▸ **Exercise objective**
In your copy of the listing below, reproduce each word exactly and include no pictures.

▸ **Dataset extract**

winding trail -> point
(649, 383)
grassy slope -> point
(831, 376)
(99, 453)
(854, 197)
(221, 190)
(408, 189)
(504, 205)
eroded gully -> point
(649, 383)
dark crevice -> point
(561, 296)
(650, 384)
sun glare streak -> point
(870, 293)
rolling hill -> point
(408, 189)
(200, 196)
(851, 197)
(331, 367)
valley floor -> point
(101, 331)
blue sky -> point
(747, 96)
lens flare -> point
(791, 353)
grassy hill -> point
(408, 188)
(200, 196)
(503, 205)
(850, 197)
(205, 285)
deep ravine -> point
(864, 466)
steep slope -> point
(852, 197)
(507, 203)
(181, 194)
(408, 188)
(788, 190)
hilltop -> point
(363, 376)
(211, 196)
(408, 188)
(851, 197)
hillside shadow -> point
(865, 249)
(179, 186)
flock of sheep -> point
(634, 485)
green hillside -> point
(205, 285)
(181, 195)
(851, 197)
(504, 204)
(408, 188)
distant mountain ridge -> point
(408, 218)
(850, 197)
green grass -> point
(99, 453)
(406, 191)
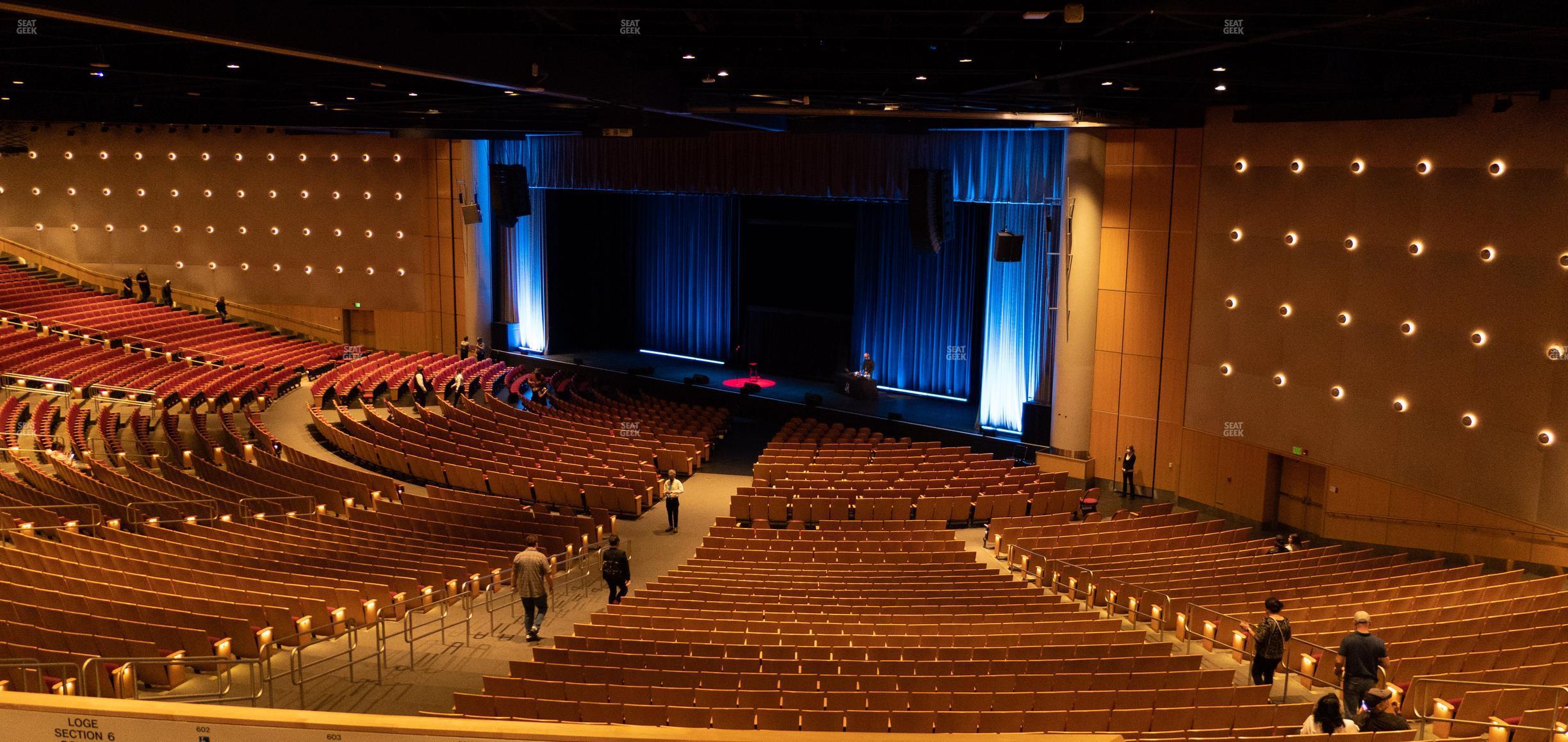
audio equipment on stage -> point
(1009, 247)
(1037, 424)
(510, 194)
(930, 208)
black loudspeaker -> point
(1009, 247)
(471, 214)
(1037, 424)
(930, 209)
(510, 194)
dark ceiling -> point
(504, 69)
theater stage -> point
(946, 419)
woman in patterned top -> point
(1269, 639)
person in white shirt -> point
(1328, 719)
(671, 491)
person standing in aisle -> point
(671, 490)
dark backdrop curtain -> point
(915, 311)
(686, 249)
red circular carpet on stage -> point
(740, 382)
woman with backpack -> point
(617, 570)
(1269, 639)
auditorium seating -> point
(27, 299)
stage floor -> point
(946, 415)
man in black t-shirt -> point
(1360, 658)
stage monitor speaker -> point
(930, 209)
(1037, 424)
(510, 194)
(1009, 247)
(471, 214)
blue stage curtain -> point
(684, 250)
(915, 311)
(524, 247)
(1015, 319)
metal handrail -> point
(129, 664)
(1559, 698)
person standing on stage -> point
(671, 490)
(1126, 471)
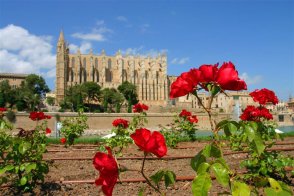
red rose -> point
(228, 79)
(193, 119)
(48, 131)
(3, 109)
(264, 96)
(208, 72)
(63, 140)
(140, 107)
(150, 142)
(185, 113)
(108, 170)
(120, 122)
(252, 113)
(38, 116)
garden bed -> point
(82, 174)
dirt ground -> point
(65, 170)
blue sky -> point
(257, 36)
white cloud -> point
(122, 19)
(142, 52)
(98, 33)
(180, 61)
(251, 79)
(100, 22)
(89, 36)
(23, 52)
(84, 47)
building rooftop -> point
(13, 75)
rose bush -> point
(254, 130)
(22, 163)
(150, 142)
(108, 170)
(120, 136)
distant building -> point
(291, 104)
(14, 79)
(149, 74)
(221, 103)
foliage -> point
(130, 93)
(10, 115)
(184, 124)
(50, 100)
(22, 157)
(91, 92)
(120, 139)
(27, 96)
(112, 99)
(168, 176)
(74, 127)
(36, 84)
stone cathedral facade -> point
(148, 74)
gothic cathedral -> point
(149, 74)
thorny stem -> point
(147, 180)
(208, 109)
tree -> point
(91, 92)
(5, 93)
(111, 97)
(50, 100)
(37, 84)
(130, 93)
(73, 98)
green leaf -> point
(275, 185)
(271, 192)
(240, 189)
(231, 127)
(23, 180)
(211, 150)
(197, 160)
(6, 168)
(259, 145)
(221, 174)
(203, 168)
(30, 167)
(141, 191)
(249, 132)
(201, 185)
(23, 147)
(169, 178)
(156, 178)
(221, 124)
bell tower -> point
(61, 68)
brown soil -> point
(83, 170)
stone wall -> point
(101, 123)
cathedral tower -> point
(61, 67)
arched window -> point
(72, 76)
(84, 62)
(124, 75)
(73, 62)
(108, 72)
(146, 85)
(85, 75)
(96, 63)
(109, 64)
(97, 76)
(136, 77)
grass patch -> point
(96, 140)
(289, 134)
(81, 140)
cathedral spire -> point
(61, 36)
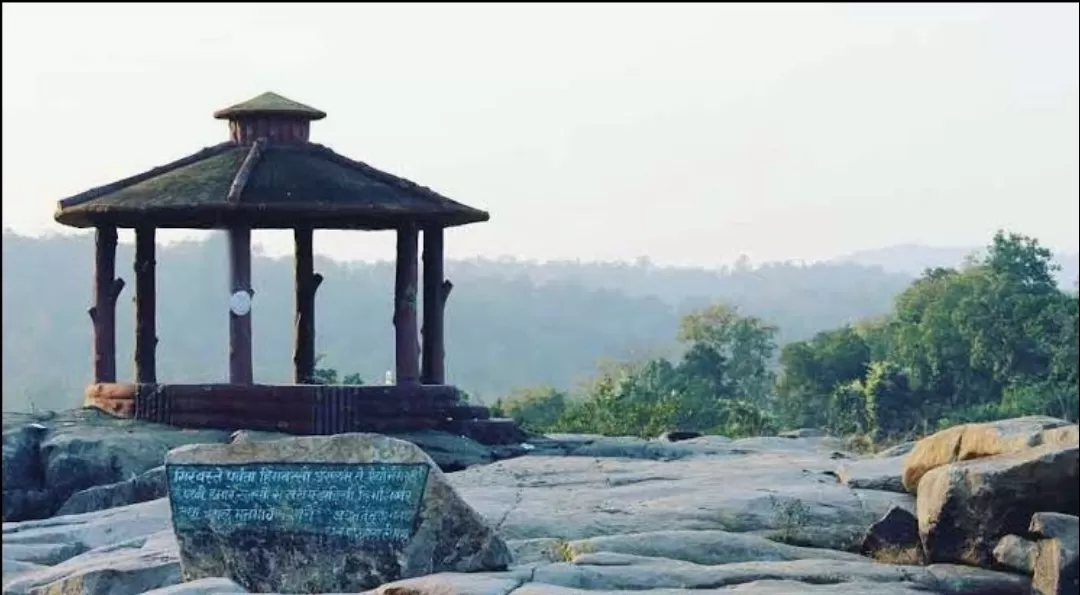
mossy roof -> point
(269, 186)
(270, 104)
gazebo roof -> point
(266, 183)
(271, 104)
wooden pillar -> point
(107, 288)
(433, 367)
(307, 284)
(240, 325)
(406, 348)
(146, 308)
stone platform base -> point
(304, 408)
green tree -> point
(813, 369)
(892, 407)
(537, 408)
(744, 343)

▸ **Solution below**
winding trail -> point
(649, 383)
grassy slope -> point
(831, 376)
(99, 453)
(854, 197)
(221, 190)
(408, 189)
(504, 205)
eroded gully -> point
(649, 383)
dark crevice -> point
(561, 296)
(650, 384)
sun glare streak -> point
(870, 293)
rolling hill -> point
(408, 189)
(200, 196)
(851, 197)
(331, 367)
valley floor -> point
(101, 331)
blue sky -> point
(747, 96)
lens flare -> point
(791, 353)
grassy hill -> point
(408, 188)
(200, 196)
(503, 205)
(850, 197)
(205, 285)
deep ravine -> point
(864, 466)
steep slope -> point
(852, 197)
(507, 203)
(181, 194)
(408, 188)
(788, 190)
hilltop -> point
(363, 376)
(211, 196)
(408, 188)
(851, 197)
hillside shadow -> point
(865, 249)
(179, 186)
flock of sheep -> point
(634, 485)
green hillside -> point
(205, 285)
(181, 195)
(851, 197)
(504, 204)
(408, 188)
distant mountain ridge -> point
(408, 218)
(850, 197)
green grass -> point
(99, 453)
(406, 191)
audio equipment on stage -> point
(1009, 247)
(1037, 424)
(510, 194)
(930, 208)
black loudspeaker -> point
(1009, 247)
(471, 214)
(1037, 424)
(930, 209)
(510, 194)
dark ceiling -> point
(504, 69)
theater stage -> point
(946, 419)
woman in patterned top -> point
(1269, 639)
person in white shirt -> point
(1328, 719)
(671, 491)
person standing in aisle -> point
(671, 490)
dark backdrop curtain -> point
(915, 311)
(686, 249)
red circular carpet on stage -> point
(740, 382)
woman with backpack -> point
(617, 570)
(1269, 639)
auditorium seating -> point
(27, 299)
stage floor -> point
(946, 415)
man in black t-shirt -> point
(1360, 658)
stage monitor speaker -> point
(930, 209)
(1037, 424)
(510, 194)
(1009, 247)
(471, 214)
blue stage curtain -> point
(684, 250)
(915, 311)
(524, 247)
(1015, 319)
metal handrail -> point
(129, 664)
(1559, 698)
person standing on stage -> point
(671, 490)
(1126, 471)
red rose -> point
(228, 79)
(193, 119)
(48, 131)
(3, 109)
(264, 96)
(208, 72)
(63, 140)
(140, 107)
(150, 142)
(185, 113)
(108, 170)
(120, 122)
(252, 113)
(38, 116)
garden bed -> point
(82, 174)
dirt ground -> point
(65, 170)
blue sky -> point
(257, 36)
white cloud -> point
(122, 19)
(142, 52)
(98, 33)
(180, 61)
(251, 79)
(100, 22)
(89, 36)
(23, 52)
(84, 47)
building rooftop -> point
(13, 75)
rose bush -> point
(254, 130)
(22, 163)
(150, 142)
(108, 170)
(120, 136)
distant building -> point
(291, 104)
(14, 79)
(149, 74)
(221, 103)
foliage -> point
(130, 93)
(10, 115)
(184, 124)
(50, 100)
(22, 157)
(91, 92)
(120, 139)
(27, 96)
(112, 99)
(168, 176)
(74, 127)
(36, 84)
stone cathedral facade -> point
(148, 74)
gothic cathedral -> point
(149, 74)
thorny stem -> point
(147, 180)
(208, 109)
tree -> point
(91, 92)
(5, 93)
(111, 97)
(50, 100)
(37, 84)
(130, 93)
(73, 98)
green leaf -> point
(275, 185)
(271, 192)
(240, 189)
(231, 127)
(23, 180)
(211, 150)
(197, 160)
(6, 168)
(259, 145)
(221, 174)
(203, 168)
(30, 167)
(141, 191)
(249, 132)
(201, 185)
(23, 147)
(169, 178)
(156, 178)
(221, 124)
bell tower -> point
(61, 68)
brown soil -> point
(83, 170)
stone wall -> point
(101, 123)
cathedral tower -> point
(61, 67)
arched window -> point
(72, 76)
(84, 62)
(124, 75)
(73, 62)
(108, 72)
(146, 85)
(85, 75)
(96, 63)
(109, 64)
(97, 76)
(136, 77)
grass patch -> point
(96, 140)
(289, 134)
(81, 140)
cathedral spire -> point
(61, 36)
mossy roof -> point
(269, 186)
(270, 104)
gazebo roof -> point
(266, 183)
(271, 104)
wooden pillar -> point
(107, 288)
(433, 367)
(307, 284)
(240, 325)
(406, 348)
(146, 308)
stone platform base -> point
(304, 408)
green tree -> point
(813, 369)
(892, 407)
(537, 408)
(744, 343)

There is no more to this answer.